* [PROBLEM 1]:
Decide whether each statement agrees with the news report. Answer yes or no, and quote the words from the report that decide it.
(a) Mr Shinde held the meeting with city police officers in his North Block office.
(b) The special committee to frame guidelines is headed by the Delhi Chief Minister.
(c) The medical student was attacked by four men.
* [PROBLEM 2]:
List every family relation that Mrs Gandhi's letter, as quoted in the news report, names as facing danger every day.
* [PROBLEM 3]:
Answer from the news report:
(a) About how many poorly-lit stretches in Delhi have police officials identified?
(b) How old is the medical student?
(c) Where were the student and her male friend thrown out of the bus?

* [TEXT SECTION]:
BEGIN

New Delhi:
Home Minister Sushil Kumar Shinde, who received a strongly-worded letter from Congress president Sonia Gandhi yesterday demanding more safety for women, has said that he will make a statement about the incident in Parliament.
Mr Shinde told this to reporters after chairing a high-level meeting with top city cops in his North Block office this morning.
Mrs Gandhi in her letter to Mr Shinde called the brutal gang rape of a medical student in a moving bus in Delhi on Sunday a "shame for all of us who are responsible for security of our cities" and asked him to "sensitise police to the danger our daughters, sisters, mothers face every day." Security agencies, she said, must be motivated and equipped to "deal with this menace."
Mrs Gandhi wrote a letter to the Delhi Chief Minister to and also visited the hospital where the student is fighting for her life late last night.
The Home Minister, who faced the ire of MPs across political parties for the law and order situation, had made a statement in Parliament yesterday promising steps to ensure better security for women, including the setting up of a special committee headed by the Home Secretary to frame guidelines.
At this morning's meeting, Mr Shinde's ministry is taking stock of what the police can do to prevent such incidents. Police officials say they have identified about 1300 poorly-lit stretches in Delhi where they say maximum crimes against women take place. These will need to be manned better to prevent crime. They will also keep a closer watch on buses; tinted windows and curtains will have to be removed from buses, they said.
On Sunday evening, the 23-year-old medical student was gang-raped and brutally beaten up by six men in a moving bus for almost an hour, before she and her male friend, who was also beaten badly, were thrown out of the bus at a flyover.
The police have said the crime went undetected also because the chartered, privately owned bus had tinted windows and blinds drawn across.

END

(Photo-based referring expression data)
BEGIN

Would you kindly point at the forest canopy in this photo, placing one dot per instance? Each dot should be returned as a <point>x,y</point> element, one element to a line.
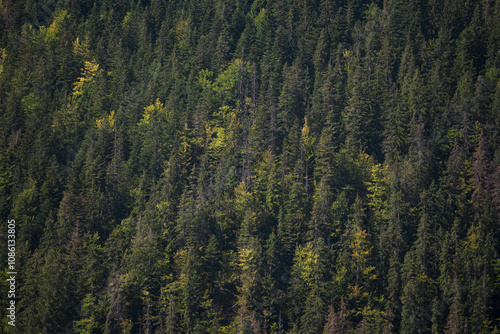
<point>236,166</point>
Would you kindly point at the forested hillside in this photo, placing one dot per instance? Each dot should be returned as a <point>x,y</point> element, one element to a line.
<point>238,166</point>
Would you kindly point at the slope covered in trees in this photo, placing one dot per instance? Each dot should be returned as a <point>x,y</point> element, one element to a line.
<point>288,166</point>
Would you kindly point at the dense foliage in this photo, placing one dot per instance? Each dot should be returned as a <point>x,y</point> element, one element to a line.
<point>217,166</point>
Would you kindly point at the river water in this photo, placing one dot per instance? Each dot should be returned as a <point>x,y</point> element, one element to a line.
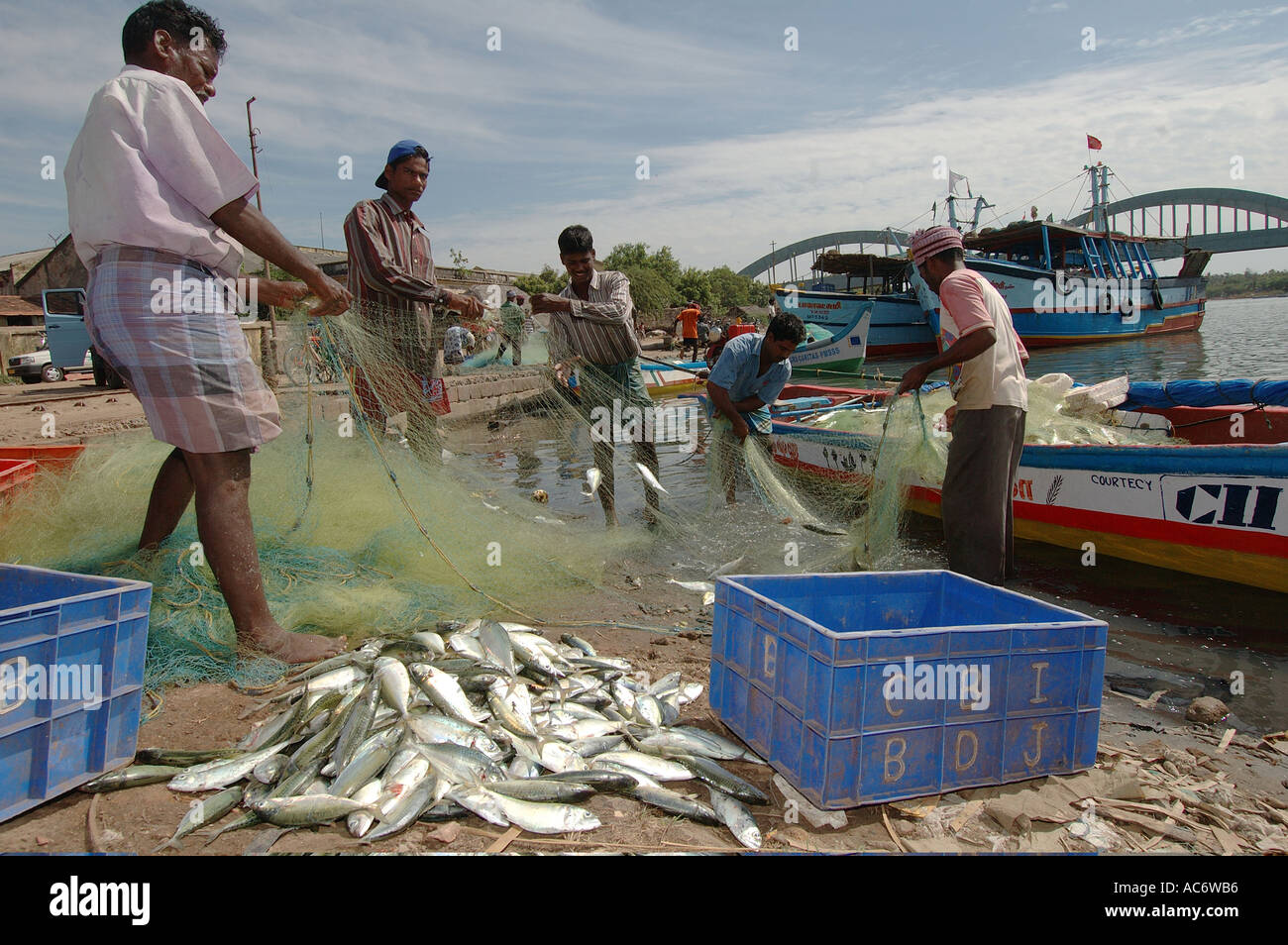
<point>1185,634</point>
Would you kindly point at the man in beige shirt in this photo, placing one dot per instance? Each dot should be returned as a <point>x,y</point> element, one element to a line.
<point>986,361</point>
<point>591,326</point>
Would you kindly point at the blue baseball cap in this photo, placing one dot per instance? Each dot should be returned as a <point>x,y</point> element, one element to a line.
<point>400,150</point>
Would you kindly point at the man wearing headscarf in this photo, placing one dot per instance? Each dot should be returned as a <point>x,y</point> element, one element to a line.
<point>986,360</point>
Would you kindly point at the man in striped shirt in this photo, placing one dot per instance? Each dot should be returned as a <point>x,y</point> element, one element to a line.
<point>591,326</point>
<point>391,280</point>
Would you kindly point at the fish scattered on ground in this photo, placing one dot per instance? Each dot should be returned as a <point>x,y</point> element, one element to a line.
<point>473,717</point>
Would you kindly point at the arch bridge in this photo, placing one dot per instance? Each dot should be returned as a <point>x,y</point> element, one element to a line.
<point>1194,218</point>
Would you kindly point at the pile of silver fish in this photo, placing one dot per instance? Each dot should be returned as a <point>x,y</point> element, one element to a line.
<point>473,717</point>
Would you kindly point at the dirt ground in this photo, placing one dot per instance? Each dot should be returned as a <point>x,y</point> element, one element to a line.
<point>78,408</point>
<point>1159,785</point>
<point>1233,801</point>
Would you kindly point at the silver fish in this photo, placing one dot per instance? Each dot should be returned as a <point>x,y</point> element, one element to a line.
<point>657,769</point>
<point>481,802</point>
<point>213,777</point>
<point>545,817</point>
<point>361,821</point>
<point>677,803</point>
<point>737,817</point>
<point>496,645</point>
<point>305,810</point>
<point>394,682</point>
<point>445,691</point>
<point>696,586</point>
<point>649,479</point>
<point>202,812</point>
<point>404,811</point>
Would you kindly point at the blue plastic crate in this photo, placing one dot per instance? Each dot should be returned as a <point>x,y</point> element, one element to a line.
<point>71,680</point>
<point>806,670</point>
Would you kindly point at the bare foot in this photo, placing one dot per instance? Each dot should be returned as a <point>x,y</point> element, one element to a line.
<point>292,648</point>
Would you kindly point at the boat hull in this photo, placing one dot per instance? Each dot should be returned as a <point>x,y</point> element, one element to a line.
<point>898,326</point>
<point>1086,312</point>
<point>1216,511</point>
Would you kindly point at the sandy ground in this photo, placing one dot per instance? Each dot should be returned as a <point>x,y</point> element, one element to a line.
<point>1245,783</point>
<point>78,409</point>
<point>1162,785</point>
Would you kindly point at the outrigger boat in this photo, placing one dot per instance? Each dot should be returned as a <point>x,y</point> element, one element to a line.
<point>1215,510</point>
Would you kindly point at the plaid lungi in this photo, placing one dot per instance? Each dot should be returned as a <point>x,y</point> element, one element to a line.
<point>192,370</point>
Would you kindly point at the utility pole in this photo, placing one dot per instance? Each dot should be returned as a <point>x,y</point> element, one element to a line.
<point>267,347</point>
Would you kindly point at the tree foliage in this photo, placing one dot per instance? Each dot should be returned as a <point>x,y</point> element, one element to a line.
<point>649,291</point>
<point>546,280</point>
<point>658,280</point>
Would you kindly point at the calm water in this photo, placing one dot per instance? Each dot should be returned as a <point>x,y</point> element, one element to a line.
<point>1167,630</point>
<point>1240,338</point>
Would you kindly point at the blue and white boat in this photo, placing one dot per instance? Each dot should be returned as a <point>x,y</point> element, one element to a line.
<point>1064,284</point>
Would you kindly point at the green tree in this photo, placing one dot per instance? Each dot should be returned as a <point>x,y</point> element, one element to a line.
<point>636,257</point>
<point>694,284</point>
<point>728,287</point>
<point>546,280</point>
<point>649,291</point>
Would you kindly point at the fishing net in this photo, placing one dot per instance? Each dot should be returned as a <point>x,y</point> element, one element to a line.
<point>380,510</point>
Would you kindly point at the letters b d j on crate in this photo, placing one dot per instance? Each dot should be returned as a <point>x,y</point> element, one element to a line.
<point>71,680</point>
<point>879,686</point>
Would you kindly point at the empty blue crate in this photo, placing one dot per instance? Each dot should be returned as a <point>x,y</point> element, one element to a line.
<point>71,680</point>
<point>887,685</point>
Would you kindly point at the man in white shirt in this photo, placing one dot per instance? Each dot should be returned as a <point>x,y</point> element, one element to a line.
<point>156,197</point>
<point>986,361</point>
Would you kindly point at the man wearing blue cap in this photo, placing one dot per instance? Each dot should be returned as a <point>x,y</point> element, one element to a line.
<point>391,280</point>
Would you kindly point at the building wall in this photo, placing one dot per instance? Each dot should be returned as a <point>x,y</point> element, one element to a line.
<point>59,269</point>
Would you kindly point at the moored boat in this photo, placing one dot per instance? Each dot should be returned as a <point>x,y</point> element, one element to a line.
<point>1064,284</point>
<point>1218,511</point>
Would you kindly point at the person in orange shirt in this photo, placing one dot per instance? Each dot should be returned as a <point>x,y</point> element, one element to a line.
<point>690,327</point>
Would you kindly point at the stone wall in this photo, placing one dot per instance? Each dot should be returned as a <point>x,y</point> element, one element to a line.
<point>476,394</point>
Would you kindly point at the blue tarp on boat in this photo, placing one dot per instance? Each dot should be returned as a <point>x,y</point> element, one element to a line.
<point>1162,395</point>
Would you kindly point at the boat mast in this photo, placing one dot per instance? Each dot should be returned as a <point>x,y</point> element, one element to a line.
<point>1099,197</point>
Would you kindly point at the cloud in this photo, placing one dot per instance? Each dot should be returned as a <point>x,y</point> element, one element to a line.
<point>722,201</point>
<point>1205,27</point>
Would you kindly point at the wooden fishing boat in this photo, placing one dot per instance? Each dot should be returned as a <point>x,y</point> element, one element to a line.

END

* [YOUR RESPONSE 1]:
(a) Yes: "after chairing a high-level meeting with top city cops in his North Block office this morning"
(b) No: "a special committee headed by the Home Secretary to frame guidelines"
(c) No: "by six men in a moving bus for almost an hour"

* [YOUR RESPONSE 2]:
daughters, sisters, mothers

* [YOUR RESPONSE 3]:
(a) About 1300
(b) 23
(c) At a flyover